From the entries that follow, copy exactly the lines beginning at the line holding "[ ] one point per instance of the dark" and continuing through the line holding "[ ] one point per instance of the red".

MATERIAL SUPPLIED below:

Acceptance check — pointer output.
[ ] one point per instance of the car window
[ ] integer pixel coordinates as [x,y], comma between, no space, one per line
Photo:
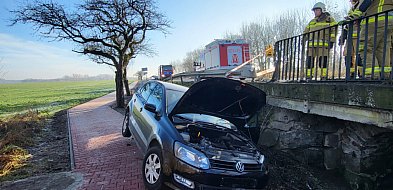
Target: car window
[146,90]
[156,96]
[172,97]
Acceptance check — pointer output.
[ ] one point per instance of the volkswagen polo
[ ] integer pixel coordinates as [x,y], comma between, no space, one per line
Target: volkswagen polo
[197,137]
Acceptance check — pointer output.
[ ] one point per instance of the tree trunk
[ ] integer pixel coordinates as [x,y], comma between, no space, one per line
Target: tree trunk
[119,89]
[125,81]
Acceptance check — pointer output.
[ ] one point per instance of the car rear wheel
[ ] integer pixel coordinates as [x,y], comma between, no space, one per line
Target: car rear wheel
[152,168]
[125,129]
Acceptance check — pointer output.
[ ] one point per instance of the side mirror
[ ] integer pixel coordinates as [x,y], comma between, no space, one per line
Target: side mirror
[150,108]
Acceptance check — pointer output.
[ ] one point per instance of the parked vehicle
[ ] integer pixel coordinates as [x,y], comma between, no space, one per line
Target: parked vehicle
[165,71]
[198,137]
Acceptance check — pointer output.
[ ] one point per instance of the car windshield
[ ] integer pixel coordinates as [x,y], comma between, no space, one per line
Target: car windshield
[167,68]
[172,97]
[206,119]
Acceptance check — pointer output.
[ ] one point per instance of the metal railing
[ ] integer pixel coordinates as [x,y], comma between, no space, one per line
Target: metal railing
[312,57]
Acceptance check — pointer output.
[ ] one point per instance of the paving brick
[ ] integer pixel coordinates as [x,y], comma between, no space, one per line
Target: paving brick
[101,154]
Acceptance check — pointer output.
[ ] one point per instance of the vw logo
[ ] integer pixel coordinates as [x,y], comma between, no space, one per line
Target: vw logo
[239,166]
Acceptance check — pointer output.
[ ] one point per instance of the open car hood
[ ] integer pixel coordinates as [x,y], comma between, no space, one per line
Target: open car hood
[228,99]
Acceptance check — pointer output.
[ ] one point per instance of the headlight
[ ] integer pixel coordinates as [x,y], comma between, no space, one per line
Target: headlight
[261,159]
[191,156]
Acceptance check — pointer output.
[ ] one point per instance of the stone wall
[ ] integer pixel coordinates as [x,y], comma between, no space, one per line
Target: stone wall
[363,154]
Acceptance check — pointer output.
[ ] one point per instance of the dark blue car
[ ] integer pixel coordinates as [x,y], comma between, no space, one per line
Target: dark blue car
[195,138]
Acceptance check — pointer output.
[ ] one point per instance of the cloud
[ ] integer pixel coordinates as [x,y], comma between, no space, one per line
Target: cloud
[31,59]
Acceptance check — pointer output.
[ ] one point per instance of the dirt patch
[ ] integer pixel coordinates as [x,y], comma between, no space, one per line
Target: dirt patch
[49,150]
[288,173]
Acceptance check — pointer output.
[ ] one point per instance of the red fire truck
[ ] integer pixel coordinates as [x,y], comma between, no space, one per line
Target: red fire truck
[165,71]
[225,55]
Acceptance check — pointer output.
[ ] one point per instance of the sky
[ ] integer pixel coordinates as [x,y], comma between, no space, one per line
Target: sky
[195,23]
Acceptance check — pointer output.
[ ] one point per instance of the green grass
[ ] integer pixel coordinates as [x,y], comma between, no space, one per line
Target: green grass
[49,97]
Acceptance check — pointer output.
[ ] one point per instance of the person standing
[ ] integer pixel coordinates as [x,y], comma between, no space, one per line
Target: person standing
[371,7]
[319,41]
[353,14]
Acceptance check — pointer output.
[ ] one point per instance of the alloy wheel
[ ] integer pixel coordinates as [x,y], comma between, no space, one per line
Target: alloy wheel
[152,168]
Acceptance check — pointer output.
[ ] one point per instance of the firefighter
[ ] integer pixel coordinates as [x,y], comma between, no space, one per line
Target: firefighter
[353,14]
[319,41]
[370,7]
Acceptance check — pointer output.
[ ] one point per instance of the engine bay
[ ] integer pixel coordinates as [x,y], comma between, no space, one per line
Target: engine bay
[212,138]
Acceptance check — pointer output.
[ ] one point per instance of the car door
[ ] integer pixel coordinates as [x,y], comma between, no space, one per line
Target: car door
[138,113]
[151,120]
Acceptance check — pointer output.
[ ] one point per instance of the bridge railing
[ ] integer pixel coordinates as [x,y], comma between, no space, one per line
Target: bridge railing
[312,57]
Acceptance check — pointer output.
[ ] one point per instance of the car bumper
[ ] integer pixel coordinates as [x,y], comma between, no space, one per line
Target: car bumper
[216,178]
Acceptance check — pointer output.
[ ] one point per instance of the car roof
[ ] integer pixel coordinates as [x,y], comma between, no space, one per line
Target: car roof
[172,86]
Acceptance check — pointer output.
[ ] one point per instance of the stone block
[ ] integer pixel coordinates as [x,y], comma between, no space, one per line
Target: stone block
[351,161]
[314,156]
[300,139]
[330,126]
[286,116]
[332,140]
[332,158]
[281,125]
[269,138]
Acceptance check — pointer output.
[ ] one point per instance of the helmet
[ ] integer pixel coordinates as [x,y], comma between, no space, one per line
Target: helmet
[319,5]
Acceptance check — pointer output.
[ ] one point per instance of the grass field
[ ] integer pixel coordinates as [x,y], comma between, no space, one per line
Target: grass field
[49,97]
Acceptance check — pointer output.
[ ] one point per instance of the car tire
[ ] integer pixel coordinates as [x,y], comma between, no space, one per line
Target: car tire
[152,169]
[125,129]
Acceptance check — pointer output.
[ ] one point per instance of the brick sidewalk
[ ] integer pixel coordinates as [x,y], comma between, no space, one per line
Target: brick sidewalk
[105,158]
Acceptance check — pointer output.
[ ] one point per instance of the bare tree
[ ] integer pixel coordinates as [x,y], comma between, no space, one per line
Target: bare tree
[110,32]
[139,74]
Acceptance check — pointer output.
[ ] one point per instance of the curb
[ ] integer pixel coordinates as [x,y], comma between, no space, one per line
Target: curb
[72,159]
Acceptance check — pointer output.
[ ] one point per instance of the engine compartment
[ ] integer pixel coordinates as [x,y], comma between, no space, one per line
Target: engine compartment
[210,138]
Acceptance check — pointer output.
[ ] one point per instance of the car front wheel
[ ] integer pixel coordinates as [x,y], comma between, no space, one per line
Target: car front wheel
[125,129]
[152,168]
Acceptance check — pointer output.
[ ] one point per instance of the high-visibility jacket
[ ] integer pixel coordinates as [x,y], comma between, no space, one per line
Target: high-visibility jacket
[370,7]
[355,13]
[325,36]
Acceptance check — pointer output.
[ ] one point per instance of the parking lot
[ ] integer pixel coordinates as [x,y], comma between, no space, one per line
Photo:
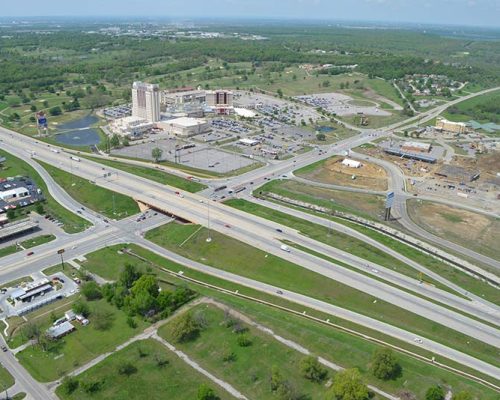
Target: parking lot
[201,156]
[34,193]
[343,105]
[51,288]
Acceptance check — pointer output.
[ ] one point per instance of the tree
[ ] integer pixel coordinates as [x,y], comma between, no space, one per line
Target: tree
[129,275]
[54,111]
[347,385]
[243,340]
[435,393]
[462,396]
[185,328]
[82,308]
[156,153]
[385,365]
[91,291]
[11,214]
[127,368]
[311,369]
[102,319]
[206,393]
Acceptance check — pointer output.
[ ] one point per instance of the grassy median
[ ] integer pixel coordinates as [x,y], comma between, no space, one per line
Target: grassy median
[237,257]
[104,201]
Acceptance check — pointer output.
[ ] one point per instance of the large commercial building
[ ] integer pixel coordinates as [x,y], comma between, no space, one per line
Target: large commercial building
[146,101]
[193,97]
[185,127]
[221,101]
[449,126]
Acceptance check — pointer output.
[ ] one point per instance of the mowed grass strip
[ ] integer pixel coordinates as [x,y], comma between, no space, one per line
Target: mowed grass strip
[79,347]
[154,174]
[239,258]
[349,351]
[465,281]
[111,204]
[6,379]
[242,368]
[335,239]
[14,166]
[174,380]
[344,358]
[368,206]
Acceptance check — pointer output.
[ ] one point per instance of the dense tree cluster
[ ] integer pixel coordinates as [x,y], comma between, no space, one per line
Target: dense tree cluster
[139,294]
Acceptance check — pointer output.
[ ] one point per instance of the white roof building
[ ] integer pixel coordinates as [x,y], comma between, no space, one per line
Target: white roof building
[15,193]
[131,126]
[185,126]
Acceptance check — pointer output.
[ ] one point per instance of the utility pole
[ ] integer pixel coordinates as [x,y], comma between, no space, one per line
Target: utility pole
[61,252]
[209,238]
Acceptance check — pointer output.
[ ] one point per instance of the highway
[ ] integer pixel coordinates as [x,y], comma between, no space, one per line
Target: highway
[259,233]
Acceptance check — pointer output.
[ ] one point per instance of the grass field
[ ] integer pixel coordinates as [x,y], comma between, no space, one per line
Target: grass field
[15,166]
[246,372]
[365,205]
[174,380]
[460,278]
[337,239]
[351,352]
[233,256]
[348,340]
[104,201]
[80,346]
[155,175]
[109,262]
[37,241]
[466,228]
[331,171]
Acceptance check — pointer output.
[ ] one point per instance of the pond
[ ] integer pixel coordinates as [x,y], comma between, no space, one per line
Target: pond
[78,132]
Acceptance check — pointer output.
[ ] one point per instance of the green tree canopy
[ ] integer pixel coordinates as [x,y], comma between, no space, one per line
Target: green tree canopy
[311,369]
[435,393]
[348,385]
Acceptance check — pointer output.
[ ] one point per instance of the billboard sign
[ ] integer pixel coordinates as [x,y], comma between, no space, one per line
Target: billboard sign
[389,200]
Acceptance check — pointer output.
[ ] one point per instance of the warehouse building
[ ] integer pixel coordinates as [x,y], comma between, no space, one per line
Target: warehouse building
[185,126]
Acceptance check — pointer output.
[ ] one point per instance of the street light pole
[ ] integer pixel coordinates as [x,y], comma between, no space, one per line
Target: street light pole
[209,238]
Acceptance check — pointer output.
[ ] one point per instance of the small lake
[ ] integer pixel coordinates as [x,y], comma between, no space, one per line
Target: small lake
[325,129]
[78,132]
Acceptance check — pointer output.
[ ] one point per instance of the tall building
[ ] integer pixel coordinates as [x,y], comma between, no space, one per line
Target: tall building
[146,101]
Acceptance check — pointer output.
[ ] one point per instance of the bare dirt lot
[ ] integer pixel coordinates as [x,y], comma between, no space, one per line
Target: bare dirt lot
[368,176]
[472,230]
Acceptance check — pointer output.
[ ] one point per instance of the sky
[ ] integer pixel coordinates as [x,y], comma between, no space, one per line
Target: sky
[450,12]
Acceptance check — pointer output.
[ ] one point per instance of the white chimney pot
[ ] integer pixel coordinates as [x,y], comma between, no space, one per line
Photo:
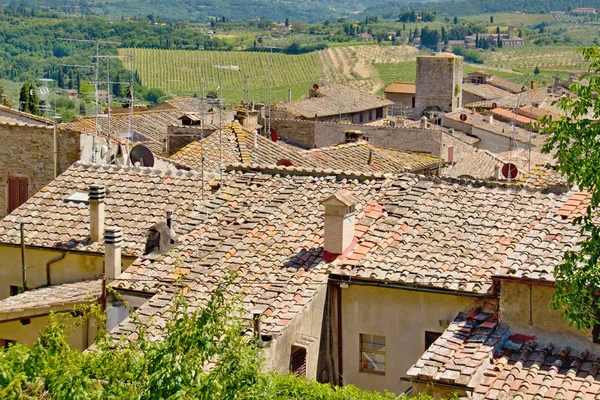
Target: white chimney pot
[97,214]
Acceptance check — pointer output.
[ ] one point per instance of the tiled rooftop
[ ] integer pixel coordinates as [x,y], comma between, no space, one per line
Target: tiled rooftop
[239,147]
[45,299]
[542,249]
[401,87]
[268,228]
[485,91]
[136,199]
[151,125]
[334,100]
[484,356]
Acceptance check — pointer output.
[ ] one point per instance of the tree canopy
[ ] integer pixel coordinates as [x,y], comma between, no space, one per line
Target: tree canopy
[574,138]
[206,353]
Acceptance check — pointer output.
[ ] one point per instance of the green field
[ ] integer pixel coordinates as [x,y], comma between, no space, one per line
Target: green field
[549,58]
[185,72]
[511,19]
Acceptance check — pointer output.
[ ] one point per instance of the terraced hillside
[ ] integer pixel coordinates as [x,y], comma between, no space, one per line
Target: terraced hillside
[186,72]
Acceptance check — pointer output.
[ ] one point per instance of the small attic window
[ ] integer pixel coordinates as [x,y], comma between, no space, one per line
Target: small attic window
[78,197]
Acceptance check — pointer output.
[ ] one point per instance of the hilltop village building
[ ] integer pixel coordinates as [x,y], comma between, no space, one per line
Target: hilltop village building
[380,252]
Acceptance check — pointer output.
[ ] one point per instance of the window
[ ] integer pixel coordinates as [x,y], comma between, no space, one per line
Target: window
[17,191]
[15,290]
[298,361]
[5,343]
[372,353]
[431,337]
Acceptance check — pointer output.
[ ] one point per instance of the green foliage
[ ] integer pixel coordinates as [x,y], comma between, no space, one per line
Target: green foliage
[204,355]
[575,139]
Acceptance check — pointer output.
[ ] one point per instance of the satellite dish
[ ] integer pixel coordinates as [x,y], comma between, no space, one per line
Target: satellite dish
[142,155]
[510,169]
[274,135]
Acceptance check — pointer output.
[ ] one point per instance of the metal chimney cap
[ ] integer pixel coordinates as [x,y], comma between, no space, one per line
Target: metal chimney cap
[113,235]
[97,192]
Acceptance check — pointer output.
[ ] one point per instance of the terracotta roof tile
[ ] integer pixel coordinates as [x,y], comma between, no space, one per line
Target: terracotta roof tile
[136,199]
[239,146]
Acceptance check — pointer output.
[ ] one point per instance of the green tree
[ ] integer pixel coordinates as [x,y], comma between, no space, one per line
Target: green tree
[173,368]
[60,81]
[574,138]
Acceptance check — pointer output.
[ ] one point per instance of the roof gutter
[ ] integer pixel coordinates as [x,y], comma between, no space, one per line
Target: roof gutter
[467,389]
[393,285]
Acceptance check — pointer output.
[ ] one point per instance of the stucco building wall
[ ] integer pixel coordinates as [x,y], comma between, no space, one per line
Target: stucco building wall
[28,151]
[310,134]
[80,338]
[526,309]
[74,267]
[305,330]
[402,316]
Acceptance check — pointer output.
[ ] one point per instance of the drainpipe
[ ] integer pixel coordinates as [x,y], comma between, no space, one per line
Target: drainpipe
[49,263]
[23,266]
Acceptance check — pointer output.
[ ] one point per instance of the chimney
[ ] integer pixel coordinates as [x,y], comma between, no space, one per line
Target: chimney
[339,221]
[112,253]
[96,199]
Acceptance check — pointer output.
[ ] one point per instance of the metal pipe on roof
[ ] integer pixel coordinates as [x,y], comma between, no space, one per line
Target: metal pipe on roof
[49,263]
[23,266]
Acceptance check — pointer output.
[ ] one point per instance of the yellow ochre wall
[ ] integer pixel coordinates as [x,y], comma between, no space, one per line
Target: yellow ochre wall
[402,316]
[526,309]
[74,267]
[81,337]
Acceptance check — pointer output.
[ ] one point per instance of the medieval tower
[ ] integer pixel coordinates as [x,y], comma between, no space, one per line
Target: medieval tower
[439,83]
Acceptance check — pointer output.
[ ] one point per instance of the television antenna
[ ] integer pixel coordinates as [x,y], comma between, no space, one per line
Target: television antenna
[221,67]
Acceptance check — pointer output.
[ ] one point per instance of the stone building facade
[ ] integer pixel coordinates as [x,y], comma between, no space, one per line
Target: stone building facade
[439,83]
[27,160]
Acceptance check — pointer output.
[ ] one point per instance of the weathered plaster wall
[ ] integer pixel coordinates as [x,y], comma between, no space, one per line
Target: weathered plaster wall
[73,268]
[402,316]
[310,134]
[305,329]
[28,151]
[81,337]
[526,309]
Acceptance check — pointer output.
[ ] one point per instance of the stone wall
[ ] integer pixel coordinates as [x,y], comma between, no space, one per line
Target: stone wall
[439,83]
[310,134]
[27,151]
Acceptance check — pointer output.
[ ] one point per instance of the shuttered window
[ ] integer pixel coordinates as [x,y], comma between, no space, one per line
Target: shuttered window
[18,191]
[298,361]
[372,353]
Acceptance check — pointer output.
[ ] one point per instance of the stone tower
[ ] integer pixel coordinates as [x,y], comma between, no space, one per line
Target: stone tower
[439,83]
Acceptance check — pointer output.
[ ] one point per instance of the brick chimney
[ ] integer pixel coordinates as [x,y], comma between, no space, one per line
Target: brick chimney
[96,198]
[339,221]
[113,237]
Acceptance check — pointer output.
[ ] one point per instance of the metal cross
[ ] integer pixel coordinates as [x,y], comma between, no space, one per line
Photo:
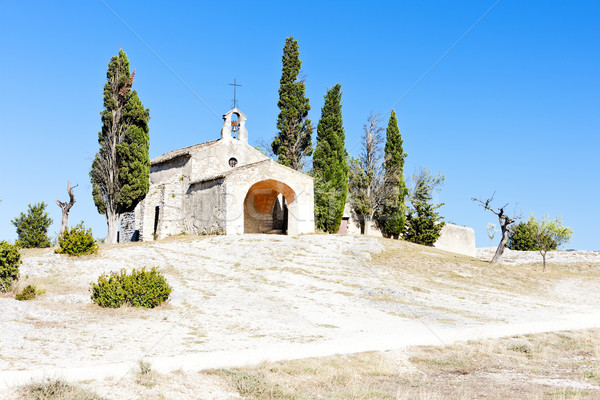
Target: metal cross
[234,84]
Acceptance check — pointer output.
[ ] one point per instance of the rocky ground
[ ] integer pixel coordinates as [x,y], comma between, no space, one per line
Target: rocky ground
[244,300]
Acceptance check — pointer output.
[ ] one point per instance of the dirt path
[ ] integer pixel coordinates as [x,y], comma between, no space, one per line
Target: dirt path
[243,300]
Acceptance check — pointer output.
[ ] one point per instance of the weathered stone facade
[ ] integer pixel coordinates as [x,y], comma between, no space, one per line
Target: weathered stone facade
[222,187]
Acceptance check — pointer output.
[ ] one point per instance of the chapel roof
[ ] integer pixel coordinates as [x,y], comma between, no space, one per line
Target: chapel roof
[246,166]
[186,151]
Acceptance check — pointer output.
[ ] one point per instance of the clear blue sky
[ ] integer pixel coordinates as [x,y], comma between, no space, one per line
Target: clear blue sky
[514,107]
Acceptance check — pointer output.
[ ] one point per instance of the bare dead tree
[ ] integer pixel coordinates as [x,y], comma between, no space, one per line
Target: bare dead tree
[504,220]
[66,207]
[367,188]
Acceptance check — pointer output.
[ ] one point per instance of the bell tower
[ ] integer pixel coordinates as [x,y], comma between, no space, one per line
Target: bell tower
[231,126]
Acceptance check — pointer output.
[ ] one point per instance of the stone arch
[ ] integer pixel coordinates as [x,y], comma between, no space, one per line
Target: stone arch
[266,207]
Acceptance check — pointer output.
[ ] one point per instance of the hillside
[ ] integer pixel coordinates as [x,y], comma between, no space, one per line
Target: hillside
[244,300]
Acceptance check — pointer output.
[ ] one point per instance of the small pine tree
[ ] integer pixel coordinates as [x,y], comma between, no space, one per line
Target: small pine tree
[77,241]
[10,260]
[392,217]
[330,164]
[32,228]
[293,141]
[423,223]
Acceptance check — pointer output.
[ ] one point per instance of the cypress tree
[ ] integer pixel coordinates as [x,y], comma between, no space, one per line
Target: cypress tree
[330,164]
[392,217]
[423,223]
[121,169]
[292,142]
[32,228]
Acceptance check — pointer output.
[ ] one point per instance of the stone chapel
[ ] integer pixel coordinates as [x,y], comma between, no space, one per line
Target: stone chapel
[224,186]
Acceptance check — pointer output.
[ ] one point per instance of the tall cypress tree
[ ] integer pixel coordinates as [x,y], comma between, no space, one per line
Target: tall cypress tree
[330,164]
[292,142]
[392,218]
[121,169]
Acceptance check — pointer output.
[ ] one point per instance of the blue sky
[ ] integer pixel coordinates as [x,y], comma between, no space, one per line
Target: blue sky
[512,108]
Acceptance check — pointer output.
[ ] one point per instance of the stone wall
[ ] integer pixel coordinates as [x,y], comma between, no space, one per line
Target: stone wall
[204,208]
[128,230]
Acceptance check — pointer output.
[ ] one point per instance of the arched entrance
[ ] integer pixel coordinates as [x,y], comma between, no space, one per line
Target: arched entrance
[266,207]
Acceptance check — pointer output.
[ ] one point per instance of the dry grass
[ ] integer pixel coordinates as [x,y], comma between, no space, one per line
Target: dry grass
[435,269]
[550,366]
[56,390]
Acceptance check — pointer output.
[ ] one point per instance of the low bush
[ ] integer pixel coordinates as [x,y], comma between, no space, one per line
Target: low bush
[32,227]
[521,238]
[141,288]
[30,292]
[10,260]
[77,241]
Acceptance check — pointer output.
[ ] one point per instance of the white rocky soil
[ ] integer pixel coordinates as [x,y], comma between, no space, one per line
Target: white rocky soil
[243,300]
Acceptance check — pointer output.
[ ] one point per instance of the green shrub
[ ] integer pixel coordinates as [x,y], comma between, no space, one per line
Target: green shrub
[30,292]
[51,389]
[141,288]
[32,227]
[77,241]
[10,259]
[521,238]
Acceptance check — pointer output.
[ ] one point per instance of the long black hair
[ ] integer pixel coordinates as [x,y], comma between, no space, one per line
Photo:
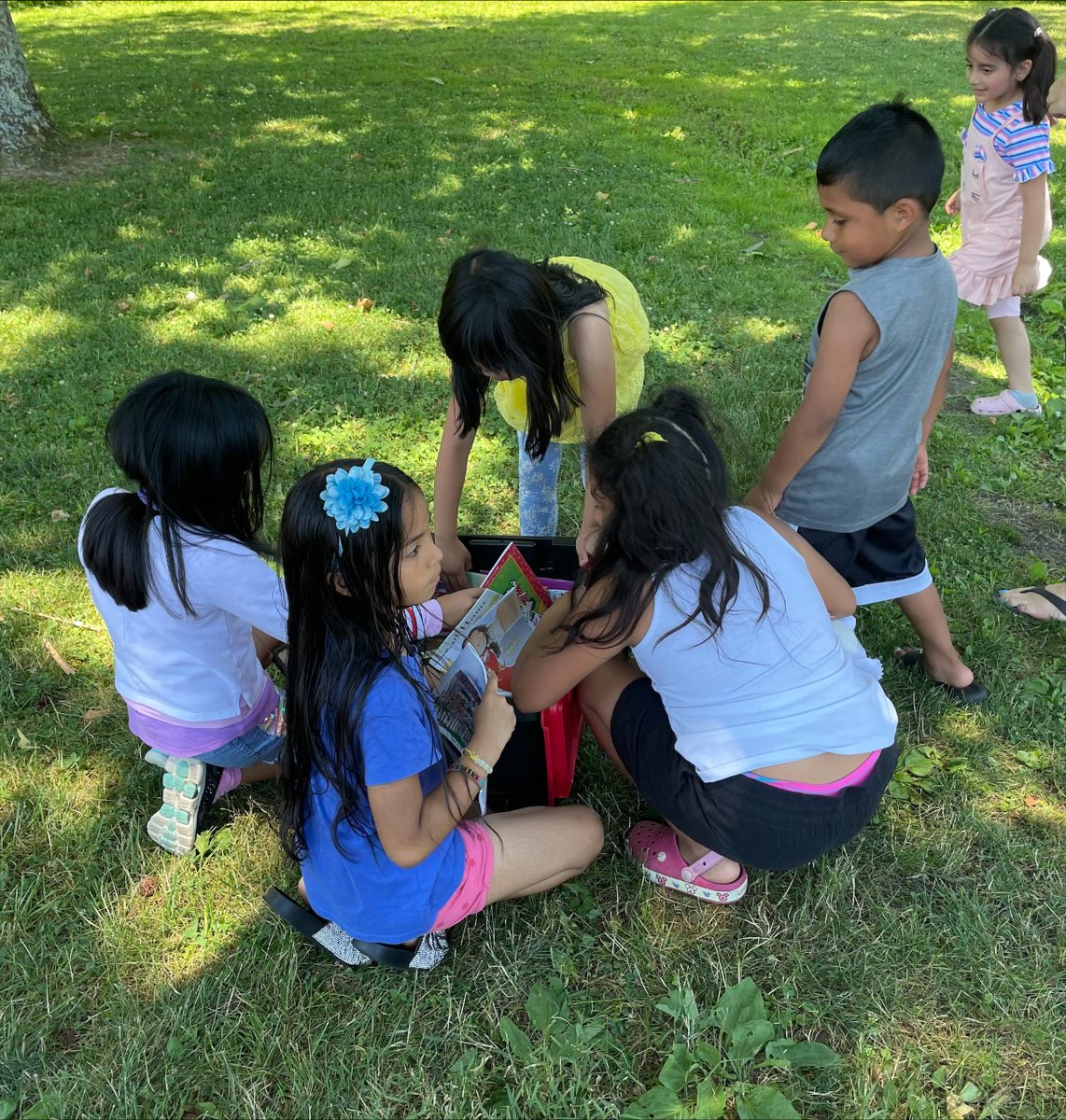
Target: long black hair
[504,315]
[196,448]
[1014,36]
[345,630]
[667,487]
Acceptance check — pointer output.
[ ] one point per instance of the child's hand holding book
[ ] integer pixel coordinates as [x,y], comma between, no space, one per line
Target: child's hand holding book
[493,723]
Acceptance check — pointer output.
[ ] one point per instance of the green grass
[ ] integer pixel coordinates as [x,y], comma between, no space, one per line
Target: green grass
[240,175]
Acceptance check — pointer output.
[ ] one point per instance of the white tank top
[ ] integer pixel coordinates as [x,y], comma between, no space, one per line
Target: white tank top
[764,690]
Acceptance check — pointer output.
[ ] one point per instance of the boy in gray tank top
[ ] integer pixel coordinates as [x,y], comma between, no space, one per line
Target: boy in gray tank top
[876,378]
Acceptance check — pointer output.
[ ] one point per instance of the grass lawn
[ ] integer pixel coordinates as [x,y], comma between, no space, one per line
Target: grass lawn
[240,176]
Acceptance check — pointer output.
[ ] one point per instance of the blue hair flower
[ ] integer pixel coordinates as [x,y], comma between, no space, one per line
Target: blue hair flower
[354,497]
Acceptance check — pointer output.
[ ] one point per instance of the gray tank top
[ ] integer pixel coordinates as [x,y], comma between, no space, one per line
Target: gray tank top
[863,471]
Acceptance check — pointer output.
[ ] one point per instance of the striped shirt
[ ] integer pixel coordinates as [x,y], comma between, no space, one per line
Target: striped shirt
[1024,147]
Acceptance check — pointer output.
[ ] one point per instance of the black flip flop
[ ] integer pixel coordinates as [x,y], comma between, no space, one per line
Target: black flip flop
[971,693]
[1056,600]
[429,952]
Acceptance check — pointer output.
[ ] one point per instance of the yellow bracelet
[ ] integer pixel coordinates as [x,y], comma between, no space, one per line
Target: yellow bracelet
[477,761]
[469,773]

End of MATERIAL SUPPLIED.

- **RESPONSE TO THIS TASK**
[ ] one point per instance of the dark blue car
[ ] integer pixel coordinates as [x,y], comma between, no space, one per line
Target: dark blue car
[195,138]
Acceptance check — pointer output.
[ ] one point per instance of the cloud
[ ] integer pixel coordinates as [x,y], comma between, no space, one per line
Target: cloud
[31,59]
Acceptance check — pointer output.
[ ] one point per instance of the dirt patch
[ ] integer pixel coordinates as [x,y], comma between, no space, one per line
Target: dirt patch
[49,150]
[288,173]
Acceptance check — pointer output.
[ ] one point per instance of the red fire truck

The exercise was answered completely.